*REQUEST A:* Could you rewrite the Tony Sheridan article, everything from "At the time" down to "for a guitar.", changing "leather-clad" to "denim-clad"?

*PASSAGE GIVEN:*
* START *

Leave your memories of Tony Sheridan, the man who taught The Beatles to rock
PUBLISHED: 11:20 18 February 2013 | UPDATED: 11:20 18 February 2013
The Norwich man who taught The Beatles how to rock ’n’ roll, Tony Sheridan, has died in Germany at the age of 72.
He took The Beatles under his wing when they arrived in Germany in the early 1960s and they made their first recordings with him before becoming the biggest band in the world.
It was the record My Bonnie which first caused Brian Epstein to take an interest in the young lads from Liverpool, who were making a name for themselves in Europe.
“You could always tell there was something special about them,” said Tony, looking back on some crazy days in Hamburg when The Beatles were his backing band.
At the time Tony was a star attraction in Germany – a pioneering rock ‘n’ roll rebel –and the leather-clad boys from Liverpool learned their craft watching and listening to the man from Norwich they called “The Teacher.”
They were his “Beat Brothers.”
In those days few people could make an electric guitar sound the way Tony could and he played session guitar on whole host of hit records in the 1960s.
But while so many of the bands and artists went on to becoming world famous Sheridan stayed in the background.
A highly intelligent man, he always went his own way in life. No-one told him what to do.
Anthony Esmond Sheridan McGinnity was born in 1940 during the Second World War and grew up in Thorpe St Andrew.
He went on to the City of Norwich School where he was taught to play the violin before changing it for a guitar.
During the 1950s he was one of the first skiffle kids – playing first at Thorpe with his group The Cygnets and The Saints.
From the moment Tony picked up a guitar he attracted the crowds and queues would form outside the Red Lion in St George’s where people were desperate to hear him play.
But there was only way for up and coming rockers to be in England of the late 1950s and that was the Two I’s coffee bar in London’s Soho.
“I hitch-hiked from Norwich to London. That was where the action was,” said Tony.
In 1958 he and another young rocker from Norwich, Kenny Packwood, were playing live on the Oh Boy television show and it was said that Tony was the first musician to play electric guitar live on TV.

* END *

*INFORMATION SHOWN:*

* START *

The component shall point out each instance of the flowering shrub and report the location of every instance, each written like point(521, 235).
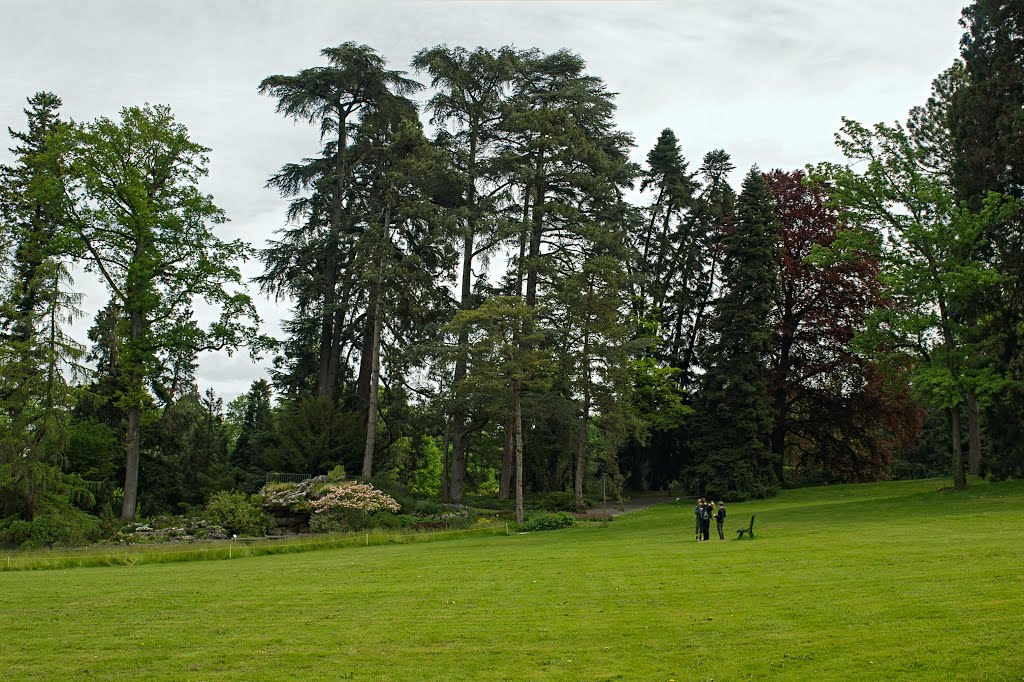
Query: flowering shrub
point(355, 496)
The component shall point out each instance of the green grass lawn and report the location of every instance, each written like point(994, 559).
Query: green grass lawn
point(882, 581)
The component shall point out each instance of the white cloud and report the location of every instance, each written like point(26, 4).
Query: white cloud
point(767, 81)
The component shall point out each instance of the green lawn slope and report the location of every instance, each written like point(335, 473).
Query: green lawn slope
point(887, 581)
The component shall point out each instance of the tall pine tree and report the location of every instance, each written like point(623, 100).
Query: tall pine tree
point(735, 417)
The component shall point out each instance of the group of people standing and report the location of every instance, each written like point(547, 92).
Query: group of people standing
point(705, 512)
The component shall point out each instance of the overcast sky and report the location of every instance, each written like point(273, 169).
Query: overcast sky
point(766, 80)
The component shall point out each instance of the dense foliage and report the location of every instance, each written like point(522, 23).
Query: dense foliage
point(511, 307)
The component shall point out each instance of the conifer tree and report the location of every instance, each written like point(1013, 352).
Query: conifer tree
point(470, 90)
point(36, 354)
point(986, 126)
point(148, 233)
point(735, 411)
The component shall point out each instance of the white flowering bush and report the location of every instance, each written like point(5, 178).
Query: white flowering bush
point(350, 495)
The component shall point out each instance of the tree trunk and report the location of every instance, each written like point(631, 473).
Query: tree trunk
point(457, 489)
point(960, 477)
point(517, 418)
point(325, 385)
point(536, 233)
point(974, 433)
point(508, 458)
point(581, 468)
point(375, 356)
point(446, 461)
point(363, 380)
point(331, 329)
point(134, 413)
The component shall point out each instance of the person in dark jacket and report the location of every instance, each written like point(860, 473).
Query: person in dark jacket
point(706, 513)
point(696, 516)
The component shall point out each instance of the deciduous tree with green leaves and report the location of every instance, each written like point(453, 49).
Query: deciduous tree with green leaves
point(148, 232)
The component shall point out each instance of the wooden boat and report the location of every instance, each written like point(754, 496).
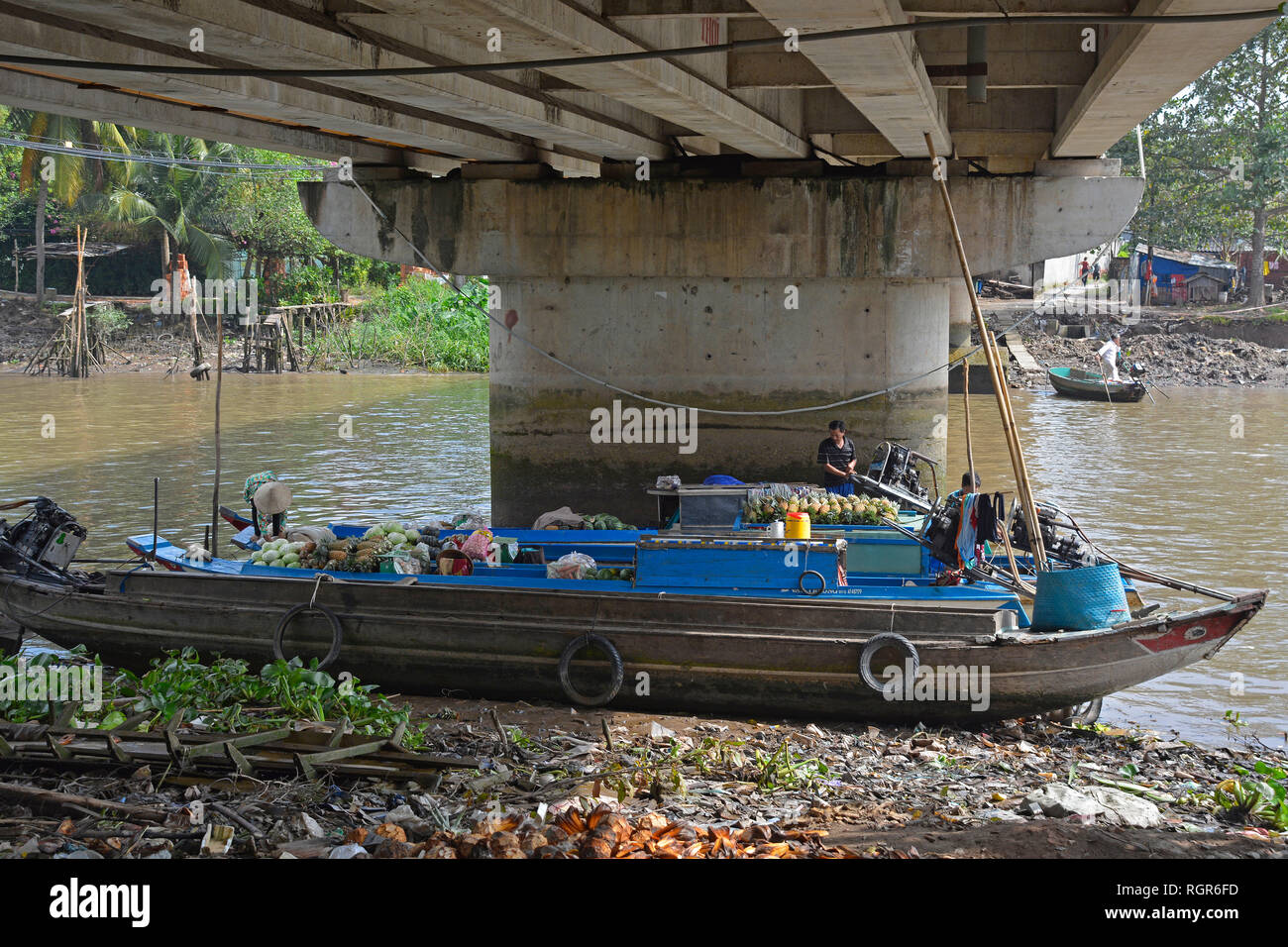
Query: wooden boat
point(679, 638)
point(874, 552)
point(1089, 385)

* END *

*REQUEST B:* Could you write out the entries again, everything from their start down to the line containing "point(882, 581)", requests and all, adding 95 to every coordinate in the answer points while leaving the requests and their sample points as they are, and omitting the pictures?

*TASK RESPONSE A:*
At the time Tony was a star attraction in Germany – a pioneering rock ‘n’ roll rebel –and the denim-clad boys from Liverpool learned their craft watching and listening to the man from Norwich they called “The Teacher.”
They were his “Beat Brothers.”
In those days few people could make an electric guitar sound the way Tony could and he played session guitar on whole host of hit records in the 1960s.
But while so many of the bands and artists went on to becoming world famous Sheridan stayed in the background.
A highly intelligent man, he always went his own way in life. No-one told him what to do.
Anthony Esmond Sheridan McGinnity was born in 1940 during the Second World War and grew up in Thorpe St Andrew.
He went on to the City of Norwich School where he was taught to play the violin before changing it for a guitar.

*TASK RESPONSE B:*
The component shall point out each instance of the flowering shrub and report the location of every instance, each written like point(521, 235).
Query: flowering shrub
point(450, 591)
The component shall point out each instance of the green grass lawn and report the location of every instance, each written like point(994, 559).
Query: green grass lawn
point(977, 676)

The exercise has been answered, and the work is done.